- [Your objective] State how many lines of the listing below contain the word "this", treating uppercase and lowercase as distinct. Reply with the number alone.

# Start of Input

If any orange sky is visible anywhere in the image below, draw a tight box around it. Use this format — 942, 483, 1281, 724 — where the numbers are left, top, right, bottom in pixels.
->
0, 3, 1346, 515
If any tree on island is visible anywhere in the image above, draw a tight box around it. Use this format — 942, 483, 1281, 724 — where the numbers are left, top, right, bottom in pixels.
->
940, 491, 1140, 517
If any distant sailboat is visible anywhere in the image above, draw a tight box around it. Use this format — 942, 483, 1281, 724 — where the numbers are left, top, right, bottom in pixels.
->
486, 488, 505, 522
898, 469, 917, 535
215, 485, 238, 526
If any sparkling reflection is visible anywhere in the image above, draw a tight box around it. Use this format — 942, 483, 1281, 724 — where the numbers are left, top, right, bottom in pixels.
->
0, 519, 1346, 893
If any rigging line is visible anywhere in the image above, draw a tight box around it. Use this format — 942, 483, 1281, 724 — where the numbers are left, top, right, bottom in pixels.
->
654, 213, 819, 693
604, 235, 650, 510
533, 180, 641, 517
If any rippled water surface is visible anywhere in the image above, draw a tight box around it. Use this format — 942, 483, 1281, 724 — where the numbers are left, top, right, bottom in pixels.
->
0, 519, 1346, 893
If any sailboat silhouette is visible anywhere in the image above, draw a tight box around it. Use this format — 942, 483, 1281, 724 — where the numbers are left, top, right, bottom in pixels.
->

# End of Input

- [Output of the exercise] 7